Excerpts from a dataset

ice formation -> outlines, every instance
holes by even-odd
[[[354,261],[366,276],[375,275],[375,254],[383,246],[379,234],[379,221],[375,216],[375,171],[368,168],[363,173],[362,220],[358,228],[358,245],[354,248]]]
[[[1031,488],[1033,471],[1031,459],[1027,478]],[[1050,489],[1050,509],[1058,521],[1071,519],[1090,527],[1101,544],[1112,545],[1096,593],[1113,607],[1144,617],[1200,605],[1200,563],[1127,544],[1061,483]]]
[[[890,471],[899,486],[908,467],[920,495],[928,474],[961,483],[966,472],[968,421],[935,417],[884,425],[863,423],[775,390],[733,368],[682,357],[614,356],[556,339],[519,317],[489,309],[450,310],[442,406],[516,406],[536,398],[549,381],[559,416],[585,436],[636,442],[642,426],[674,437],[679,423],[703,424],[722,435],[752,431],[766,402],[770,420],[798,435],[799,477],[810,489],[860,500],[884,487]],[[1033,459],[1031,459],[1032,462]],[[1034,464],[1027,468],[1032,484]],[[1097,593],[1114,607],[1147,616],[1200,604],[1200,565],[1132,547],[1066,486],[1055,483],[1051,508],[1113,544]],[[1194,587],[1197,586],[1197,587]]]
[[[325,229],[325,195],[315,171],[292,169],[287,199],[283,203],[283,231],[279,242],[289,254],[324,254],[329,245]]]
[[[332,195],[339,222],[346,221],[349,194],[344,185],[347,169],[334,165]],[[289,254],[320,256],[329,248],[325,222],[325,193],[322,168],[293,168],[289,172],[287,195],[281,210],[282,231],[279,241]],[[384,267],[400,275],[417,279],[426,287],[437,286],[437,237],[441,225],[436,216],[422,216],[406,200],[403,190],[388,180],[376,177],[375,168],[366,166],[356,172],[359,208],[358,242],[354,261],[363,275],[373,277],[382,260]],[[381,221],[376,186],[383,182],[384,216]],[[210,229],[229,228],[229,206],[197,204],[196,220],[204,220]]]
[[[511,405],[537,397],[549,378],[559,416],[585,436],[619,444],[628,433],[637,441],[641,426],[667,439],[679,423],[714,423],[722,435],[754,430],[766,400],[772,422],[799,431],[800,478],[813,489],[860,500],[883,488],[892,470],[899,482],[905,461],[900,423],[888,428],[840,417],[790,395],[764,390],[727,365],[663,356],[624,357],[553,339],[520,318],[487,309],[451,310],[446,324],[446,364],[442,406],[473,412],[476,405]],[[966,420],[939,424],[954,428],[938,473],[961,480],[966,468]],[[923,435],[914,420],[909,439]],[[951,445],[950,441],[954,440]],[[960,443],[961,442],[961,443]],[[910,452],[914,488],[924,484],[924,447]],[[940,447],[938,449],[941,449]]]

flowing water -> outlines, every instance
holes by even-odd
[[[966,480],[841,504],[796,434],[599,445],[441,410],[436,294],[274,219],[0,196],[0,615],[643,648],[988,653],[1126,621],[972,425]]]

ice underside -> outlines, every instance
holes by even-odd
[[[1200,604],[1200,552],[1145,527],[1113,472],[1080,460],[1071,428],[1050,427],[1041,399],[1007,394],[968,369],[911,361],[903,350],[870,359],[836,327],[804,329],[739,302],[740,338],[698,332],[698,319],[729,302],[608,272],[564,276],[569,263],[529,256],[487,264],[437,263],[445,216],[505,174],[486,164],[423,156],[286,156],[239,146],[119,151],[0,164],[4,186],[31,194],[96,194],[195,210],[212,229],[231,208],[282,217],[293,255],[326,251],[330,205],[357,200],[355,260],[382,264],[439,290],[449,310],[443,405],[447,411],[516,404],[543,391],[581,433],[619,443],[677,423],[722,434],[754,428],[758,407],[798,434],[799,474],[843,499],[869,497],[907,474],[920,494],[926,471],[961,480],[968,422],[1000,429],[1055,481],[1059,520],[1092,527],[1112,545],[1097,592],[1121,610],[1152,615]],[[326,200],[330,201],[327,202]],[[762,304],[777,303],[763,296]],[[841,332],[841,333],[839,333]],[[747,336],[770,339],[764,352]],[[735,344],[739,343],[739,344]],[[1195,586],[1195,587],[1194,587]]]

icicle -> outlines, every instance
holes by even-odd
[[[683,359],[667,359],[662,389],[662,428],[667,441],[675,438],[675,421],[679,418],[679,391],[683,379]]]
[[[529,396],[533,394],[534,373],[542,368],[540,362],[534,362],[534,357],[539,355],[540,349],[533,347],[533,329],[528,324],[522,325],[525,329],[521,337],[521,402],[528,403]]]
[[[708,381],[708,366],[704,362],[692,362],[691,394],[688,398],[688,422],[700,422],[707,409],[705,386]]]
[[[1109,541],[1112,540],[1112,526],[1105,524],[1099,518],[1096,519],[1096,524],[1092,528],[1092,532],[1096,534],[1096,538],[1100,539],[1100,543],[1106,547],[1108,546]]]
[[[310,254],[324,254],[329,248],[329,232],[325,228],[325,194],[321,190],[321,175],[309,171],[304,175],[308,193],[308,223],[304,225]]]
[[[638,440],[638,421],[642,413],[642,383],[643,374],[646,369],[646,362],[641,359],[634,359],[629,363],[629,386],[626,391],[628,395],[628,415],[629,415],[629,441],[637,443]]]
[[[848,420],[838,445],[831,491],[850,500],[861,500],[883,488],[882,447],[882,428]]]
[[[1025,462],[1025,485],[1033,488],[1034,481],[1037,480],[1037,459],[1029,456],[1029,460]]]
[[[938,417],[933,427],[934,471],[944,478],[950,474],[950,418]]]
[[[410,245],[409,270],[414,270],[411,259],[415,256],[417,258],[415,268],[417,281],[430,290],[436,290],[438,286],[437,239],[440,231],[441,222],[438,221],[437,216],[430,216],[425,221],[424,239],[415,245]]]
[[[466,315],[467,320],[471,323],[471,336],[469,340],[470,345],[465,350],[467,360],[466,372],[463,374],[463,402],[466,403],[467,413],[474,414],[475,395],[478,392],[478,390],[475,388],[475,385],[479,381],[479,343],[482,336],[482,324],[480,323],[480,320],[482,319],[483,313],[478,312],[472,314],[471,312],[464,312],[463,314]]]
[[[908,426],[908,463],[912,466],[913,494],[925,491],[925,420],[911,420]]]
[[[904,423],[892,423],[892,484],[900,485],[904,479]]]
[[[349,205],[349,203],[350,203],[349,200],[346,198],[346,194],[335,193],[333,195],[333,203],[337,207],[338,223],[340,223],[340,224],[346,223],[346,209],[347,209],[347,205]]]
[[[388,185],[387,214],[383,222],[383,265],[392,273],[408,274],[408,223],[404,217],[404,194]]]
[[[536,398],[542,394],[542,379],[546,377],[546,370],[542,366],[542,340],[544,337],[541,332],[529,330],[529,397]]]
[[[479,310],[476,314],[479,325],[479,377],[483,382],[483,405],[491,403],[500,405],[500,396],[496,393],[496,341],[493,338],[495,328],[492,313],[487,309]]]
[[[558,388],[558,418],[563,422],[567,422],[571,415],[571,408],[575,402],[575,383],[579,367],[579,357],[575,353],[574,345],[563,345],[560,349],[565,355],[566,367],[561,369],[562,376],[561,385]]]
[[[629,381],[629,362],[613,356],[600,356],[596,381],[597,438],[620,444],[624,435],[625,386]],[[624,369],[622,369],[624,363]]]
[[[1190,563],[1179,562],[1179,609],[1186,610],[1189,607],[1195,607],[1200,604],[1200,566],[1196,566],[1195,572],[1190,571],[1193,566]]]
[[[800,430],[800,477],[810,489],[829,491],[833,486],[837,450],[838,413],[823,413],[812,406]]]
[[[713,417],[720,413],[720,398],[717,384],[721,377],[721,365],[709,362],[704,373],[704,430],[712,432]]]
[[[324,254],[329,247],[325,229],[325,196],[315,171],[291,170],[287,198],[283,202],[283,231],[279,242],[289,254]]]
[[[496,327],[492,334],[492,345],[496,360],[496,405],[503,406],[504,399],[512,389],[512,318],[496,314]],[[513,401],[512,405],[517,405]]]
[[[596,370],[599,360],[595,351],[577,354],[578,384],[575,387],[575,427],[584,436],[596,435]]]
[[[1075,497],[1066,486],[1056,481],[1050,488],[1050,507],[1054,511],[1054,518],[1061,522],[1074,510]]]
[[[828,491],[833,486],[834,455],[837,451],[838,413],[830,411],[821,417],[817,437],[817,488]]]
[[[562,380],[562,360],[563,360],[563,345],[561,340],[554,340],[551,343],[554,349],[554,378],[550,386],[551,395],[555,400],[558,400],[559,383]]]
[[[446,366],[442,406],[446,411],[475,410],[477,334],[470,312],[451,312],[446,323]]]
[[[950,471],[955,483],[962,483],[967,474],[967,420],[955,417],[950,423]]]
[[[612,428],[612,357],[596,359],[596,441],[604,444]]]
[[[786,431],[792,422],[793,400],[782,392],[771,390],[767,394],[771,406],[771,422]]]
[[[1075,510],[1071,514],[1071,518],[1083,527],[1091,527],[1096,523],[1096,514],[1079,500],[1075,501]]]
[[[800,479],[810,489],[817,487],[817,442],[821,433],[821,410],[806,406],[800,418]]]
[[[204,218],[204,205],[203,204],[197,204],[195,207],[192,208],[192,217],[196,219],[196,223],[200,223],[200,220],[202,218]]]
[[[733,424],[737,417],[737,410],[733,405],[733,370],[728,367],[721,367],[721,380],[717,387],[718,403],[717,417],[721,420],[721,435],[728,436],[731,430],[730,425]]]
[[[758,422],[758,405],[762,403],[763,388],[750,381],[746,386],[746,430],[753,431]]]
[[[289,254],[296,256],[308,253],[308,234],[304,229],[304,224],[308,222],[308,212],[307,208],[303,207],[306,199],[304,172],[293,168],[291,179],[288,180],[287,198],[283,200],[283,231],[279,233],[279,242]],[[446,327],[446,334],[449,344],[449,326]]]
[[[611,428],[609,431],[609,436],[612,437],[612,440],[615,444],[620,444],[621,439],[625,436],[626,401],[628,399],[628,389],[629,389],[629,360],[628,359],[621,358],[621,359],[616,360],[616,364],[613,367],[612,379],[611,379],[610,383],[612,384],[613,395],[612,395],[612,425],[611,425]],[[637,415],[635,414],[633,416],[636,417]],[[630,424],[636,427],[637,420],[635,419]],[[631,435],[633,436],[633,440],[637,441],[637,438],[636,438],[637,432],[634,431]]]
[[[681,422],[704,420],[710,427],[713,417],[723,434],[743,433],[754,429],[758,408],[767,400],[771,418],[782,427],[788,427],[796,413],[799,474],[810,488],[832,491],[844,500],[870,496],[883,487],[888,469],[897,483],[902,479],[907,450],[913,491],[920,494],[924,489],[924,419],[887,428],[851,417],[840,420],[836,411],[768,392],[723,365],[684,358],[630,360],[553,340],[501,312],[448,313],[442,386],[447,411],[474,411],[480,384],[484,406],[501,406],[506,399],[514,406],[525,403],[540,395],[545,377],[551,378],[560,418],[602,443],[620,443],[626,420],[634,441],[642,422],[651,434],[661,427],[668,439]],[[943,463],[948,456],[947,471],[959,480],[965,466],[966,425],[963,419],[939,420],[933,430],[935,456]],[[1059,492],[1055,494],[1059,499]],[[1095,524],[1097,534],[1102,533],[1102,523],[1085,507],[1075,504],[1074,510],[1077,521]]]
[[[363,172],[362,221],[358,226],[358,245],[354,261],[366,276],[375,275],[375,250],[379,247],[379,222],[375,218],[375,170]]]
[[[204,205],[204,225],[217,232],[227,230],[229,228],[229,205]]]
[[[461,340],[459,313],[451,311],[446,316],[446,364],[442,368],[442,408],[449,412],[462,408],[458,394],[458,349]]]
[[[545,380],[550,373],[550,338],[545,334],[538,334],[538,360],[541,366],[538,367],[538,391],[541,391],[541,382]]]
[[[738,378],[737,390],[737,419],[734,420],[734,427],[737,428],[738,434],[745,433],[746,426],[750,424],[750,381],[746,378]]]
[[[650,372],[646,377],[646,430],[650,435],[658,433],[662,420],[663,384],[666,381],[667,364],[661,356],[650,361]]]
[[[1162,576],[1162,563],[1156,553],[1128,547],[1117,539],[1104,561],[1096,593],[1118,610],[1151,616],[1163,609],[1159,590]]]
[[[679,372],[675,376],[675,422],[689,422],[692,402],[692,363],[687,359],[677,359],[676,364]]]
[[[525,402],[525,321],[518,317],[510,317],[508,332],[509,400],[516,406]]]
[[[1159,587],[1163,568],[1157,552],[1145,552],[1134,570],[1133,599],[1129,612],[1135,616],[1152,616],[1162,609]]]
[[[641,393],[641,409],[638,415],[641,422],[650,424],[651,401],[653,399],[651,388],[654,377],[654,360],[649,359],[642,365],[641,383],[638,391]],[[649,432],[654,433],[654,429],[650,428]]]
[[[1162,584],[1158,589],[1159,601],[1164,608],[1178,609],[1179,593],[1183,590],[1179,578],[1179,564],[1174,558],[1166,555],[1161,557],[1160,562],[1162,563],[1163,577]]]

● What you will do
Count each line above in which the string "instance" appears, then state only the total.

● Reply to the task
4